Copy the records from the line with "row: green sandal" through the end of the records, switching "ring rule" to "fill rule" and leaving everything else unchanged.

>> begin SOURCE MATERIAL

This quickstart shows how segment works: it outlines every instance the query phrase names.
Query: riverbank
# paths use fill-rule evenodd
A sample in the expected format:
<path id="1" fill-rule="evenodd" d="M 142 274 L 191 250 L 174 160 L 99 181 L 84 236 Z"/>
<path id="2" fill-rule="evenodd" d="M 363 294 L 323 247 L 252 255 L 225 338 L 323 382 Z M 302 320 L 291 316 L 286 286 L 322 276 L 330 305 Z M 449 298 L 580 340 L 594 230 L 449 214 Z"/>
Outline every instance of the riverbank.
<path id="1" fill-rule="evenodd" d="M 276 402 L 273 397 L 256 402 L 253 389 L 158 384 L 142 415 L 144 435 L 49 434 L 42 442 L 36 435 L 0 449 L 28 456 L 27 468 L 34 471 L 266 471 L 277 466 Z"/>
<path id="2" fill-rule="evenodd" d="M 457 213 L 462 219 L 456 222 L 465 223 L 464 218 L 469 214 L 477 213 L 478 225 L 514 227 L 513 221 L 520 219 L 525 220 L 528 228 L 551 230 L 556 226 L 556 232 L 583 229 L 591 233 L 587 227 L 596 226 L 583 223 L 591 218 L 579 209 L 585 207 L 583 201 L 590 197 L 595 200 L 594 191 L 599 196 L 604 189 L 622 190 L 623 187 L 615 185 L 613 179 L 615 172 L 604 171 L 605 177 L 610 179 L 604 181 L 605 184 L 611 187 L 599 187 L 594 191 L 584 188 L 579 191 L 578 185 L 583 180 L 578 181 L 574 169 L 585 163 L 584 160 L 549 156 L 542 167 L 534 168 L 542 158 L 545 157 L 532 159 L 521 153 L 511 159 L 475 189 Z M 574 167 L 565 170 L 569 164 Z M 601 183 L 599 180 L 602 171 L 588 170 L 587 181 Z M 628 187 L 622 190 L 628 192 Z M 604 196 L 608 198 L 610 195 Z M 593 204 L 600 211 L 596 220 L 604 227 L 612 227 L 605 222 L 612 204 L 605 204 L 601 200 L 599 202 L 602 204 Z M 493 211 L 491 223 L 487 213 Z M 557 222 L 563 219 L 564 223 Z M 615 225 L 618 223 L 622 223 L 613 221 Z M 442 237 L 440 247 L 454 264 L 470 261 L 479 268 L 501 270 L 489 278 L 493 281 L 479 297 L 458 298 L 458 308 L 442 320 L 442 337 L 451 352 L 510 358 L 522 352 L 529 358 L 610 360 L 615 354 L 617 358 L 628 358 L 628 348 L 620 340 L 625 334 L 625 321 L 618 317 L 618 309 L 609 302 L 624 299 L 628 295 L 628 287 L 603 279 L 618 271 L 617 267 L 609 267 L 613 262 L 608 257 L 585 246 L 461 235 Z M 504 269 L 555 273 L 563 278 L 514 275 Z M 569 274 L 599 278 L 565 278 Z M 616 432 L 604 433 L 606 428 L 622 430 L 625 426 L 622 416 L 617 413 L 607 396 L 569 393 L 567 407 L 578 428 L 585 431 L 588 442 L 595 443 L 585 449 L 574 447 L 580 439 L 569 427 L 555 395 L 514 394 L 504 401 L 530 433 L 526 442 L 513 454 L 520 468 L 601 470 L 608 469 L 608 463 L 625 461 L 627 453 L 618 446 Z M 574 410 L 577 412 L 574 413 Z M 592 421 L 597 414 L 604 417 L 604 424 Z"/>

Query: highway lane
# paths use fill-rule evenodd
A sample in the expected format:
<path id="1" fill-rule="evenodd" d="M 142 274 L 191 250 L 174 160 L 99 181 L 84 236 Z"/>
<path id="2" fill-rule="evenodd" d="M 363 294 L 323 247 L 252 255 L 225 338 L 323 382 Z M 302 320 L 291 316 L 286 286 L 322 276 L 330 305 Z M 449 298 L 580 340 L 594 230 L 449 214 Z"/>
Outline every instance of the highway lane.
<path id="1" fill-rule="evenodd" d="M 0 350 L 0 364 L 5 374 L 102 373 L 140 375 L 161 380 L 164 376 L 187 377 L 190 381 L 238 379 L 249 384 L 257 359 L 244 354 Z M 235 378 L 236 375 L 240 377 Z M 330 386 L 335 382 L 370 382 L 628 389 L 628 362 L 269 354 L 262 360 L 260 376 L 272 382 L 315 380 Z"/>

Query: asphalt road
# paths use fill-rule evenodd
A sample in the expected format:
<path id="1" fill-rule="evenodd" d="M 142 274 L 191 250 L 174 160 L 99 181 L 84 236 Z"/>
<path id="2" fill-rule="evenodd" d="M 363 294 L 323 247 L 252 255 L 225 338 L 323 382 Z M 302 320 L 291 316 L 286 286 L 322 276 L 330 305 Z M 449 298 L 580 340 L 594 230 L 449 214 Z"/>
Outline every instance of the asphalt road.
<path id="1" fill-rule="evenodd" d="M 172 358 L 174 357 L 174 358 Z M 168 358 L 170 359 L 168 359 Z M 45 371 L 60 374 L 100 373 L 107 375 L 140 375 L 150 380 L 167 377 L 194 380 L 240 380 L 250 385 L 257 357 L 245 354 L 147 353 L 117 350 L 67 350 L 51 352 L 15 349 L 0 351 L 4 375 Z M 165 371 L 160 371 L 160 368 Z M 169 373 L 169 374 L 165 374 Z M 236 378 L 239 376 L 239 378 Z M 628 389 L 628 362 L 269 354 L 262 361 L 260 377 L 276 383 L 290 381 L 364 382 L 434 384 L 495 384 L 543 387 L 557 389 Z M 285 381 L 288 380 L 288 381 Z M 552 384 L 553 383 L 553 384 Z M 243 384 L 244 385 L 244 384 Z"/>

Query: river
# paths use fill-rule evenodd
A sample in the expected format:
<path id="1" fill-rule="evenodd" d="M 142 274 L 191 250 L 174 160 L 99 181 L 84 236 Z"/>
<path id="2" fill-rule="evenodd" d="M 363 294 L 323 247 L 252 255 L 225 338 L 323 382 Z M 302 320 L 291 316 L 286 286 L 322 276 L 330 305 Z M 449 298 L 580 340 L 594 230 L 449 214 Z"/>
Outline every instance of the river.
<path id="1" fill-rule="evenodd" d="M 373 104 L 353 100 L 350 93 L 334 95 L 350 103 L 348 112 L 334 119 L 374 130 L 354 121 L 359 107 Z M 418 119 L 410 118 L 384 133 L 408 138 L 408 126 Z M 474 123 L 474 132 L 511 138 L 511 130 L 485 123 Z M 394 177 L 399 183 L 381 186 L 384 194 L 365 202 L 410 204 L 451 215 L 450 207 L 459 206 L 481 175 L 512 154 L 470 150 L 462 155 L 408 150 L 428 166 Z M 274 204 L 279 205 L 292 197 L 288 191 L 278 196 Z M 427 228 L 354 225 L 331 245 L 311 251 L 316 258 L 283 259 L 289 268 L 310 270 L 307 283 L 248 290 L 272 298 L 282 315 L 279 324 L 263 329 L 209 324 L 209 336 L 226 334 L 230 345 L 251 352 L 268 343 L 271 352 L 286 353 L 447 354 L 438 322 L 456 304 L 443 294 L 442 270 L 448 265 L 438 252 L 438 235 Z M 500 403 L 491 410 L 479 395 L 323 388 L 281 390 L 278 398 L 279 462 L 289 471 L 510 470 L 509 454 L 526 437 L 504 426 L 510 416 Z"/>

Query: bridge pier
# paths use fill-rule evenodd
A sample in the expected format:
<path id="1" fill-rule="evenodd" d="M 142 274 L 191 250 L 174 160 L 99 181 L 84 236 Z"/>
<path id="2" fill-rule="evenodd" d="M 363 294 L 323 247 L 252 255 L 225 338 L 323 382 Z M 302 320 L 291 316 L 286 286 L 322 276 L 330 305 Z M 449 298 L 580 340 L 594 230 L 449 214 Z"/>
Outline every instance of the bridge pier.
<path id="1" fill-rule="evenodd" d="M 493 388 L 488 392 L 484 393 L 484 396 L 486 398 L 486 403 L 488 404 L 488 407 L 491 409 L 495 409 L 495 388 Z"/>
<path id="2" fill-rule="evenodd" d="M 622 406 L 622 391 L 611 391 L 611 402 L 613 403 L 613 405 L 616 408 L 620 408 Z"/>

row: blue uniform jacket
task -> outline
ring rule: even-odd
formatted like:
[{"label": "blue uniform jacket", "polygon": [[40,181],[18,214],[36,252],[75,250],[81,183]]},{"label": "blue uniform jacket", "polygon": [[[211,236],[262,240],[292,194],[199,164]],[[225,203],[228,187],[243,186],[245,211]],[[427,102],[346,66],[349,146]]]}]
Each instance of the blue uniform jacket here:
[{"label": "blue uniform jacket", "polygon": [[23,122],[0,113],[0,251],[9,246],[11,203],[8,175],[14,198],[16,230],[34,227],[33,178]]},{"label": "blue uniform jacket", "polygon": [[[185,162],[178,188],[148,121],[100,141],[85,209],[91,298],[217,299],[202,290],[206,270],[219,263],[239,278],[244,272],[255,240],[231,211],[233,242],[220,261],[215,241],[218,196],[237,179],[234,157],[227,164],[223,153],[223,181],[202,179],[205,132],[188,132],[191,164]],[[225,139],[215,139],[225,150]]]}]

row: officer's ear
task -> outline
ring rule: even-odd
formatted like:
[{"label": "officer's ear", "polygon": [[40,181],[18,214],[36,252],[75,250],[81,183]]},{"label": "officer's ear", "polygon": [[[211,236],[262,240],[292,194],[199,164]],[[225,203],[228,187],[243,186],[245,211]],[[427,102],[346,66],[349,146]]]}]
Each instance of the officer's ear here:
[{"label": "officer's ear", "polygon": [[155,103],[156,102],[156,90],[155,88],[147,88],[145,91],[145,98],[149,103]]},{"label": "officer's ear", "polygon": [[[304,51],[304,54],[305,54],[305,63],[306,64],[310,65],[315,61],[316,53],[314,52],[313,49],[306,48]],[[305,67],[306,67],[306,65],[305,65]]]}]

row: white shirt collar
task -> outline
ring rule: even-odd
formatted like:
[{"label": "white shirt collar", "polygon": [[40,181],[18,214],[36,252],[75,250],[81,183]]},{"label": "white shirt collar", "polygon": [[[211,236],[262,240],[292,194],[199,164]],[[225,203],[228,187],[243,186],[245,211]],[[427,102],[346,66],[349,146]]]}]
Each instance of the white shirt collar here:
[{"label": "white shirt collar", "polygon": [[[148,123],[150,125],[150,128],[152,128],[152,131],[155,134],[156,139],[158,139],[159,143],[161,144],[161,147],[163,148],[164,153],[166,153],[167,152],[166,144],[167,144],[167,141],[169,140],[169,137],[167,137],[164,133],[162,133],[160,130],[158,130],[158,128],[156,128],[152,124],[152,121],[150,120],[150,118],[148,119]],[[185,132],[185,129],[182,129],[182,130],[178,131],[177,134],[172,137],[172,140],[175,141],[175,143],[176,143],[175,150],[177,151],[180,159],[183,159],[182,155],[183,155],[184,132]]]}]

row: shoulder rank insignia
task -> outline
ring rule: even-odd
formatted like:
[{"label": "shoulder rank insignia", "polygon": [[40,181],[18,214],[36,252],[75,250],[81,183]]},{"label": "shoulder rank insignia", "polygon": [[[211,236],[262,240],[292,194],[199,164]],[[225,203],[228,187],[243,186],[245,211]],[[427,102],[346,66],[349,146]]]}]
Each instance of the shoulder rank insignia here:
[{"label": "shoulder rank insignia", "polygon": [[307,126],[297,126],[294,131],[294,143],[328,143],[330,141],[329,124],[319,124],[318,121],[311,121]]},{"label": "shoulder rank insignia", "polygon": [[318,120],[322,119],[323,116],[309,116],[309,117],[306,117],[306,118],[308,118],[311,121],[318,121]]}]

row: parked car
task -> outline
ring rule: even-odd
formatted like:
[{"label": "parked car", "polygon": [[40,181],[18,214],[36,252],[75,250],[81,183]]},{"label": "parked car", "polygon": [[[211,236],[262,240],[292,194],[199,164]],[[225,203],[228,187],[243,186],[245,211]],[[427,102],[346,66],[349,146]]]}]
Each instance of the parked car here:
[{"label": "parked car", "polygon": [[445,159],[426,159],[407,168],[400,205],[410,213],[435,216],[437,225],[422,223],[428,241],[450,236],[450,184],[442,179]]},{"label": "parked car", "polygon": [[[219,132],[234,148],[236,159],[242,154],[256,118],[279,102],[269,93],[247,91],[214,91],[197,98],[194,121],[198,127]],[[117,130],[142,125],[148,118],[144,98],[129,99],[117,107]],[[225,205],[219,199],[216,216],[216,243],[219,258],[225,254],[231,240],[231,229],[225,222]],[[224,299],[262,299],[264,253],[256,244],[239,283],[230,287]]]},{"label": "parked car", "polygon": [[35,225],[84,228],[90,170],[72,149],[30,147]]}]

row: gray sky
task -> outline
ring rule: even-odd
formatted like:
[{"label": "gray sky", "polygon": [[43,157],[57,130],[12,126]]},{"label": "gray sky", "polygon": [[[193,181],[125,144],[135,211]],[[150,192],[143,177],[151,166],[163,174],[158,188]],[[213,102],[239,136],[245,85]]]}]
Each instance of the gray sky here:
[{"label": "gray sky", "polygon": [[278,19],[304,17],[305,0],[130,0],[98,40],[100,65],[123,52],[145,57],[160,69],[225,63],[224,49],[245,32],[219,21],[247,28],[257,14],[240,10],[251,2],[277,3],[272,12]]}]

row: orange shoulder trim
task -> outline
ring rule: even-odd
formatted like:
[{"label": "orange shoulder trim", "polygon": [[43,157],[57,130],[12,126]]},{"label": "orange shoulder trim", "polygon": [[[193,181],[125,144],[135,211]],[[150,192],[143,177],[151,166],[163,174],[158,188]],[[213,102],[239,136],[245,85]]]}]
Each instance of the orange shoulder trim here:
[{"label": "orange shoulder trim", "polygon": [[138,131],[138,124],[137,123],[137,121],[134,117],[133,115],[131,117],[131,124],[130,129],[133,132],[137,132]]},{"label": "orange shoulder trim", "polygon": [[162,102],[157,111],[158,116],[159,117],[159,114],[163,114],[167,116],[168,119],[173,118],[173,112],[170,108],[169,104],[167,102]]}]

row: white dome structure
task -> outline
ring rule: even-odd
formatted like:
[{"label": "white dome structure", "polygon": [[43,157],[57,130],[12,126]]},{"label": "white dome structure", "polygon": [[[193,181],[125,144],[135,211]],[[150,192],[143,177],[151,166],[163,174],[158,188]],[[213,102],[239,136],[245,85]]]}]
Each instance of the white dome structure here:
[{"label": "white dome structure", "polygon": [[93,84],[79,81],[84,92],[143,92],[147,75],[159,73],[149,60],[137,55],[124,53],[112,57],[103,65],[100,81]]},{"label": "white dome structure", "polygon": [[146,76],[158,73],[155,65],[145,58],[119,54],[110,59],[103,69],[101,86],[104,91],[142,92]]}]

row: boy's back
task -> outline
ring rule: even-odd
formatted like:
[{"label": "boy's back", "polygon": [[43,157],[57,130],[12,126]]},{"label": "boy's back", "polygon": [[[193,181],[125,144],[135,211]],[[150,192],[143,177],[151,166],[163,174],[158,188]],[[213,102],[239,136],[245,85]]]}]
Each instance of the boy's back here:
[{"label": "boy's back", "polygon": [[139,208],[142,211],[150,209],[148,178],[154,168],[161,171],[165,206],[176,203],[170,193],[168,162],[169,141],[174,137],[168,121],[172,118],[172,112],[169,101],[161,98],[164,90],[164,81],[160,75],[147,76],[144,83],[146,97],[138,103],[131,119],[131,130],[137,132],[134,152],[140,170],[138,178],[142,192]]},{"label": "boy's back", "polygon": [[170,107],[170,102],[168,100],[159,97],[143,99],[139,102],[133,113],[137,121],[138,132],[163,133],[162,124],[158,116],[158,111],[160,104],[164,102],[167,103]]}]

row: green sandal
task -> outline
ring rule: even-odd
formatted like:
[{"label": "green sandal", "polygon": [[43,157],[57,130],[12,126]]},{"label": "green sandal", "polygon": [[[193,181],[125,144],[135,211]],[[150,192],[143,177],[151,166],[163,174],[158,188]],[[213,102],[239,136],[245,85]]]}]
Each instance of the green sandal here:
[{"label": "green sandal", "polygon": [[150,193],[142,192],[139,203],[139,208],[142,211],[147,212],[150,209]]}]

>> end SOURCE MATERIAL

WORKED SOLUTION >>
row: green sandal
task -> outline
fill rule: even-odd
formatted like:
[{"label": "green sandal", "polygon": [[43,157],[57,130],[12,126]]},{"label": "green sandal", "polygon": [[[193,181],[125,144],[135,211]],[[150,192],[143,177],[151,166],[163,174],[158,188]],[[213,102],[239,136],[245,85]]]}]
Each instance of the green sandal here:
[{"label": "green sandal", "polygon": [[150,193],[142,192],[139,203],[139,208],[142,211],[147,212],[150,209]]}]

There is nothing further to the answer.